§ WORK TO COMPLETE: Please print the data again exactly as given.

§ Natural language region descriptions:
┌────────

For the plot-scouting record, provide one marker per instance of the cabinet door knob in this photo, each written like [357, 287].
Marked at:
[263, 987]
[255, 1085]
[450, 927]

└────────

§ RESPONSE TO THIS EXERCISE:
For the plot-scouting record, provide one marker per instance of the cabinet door knob in this photo, each written like [357, 287].
Marked at:
[263, 987]
[255, 1085]
[450, 927]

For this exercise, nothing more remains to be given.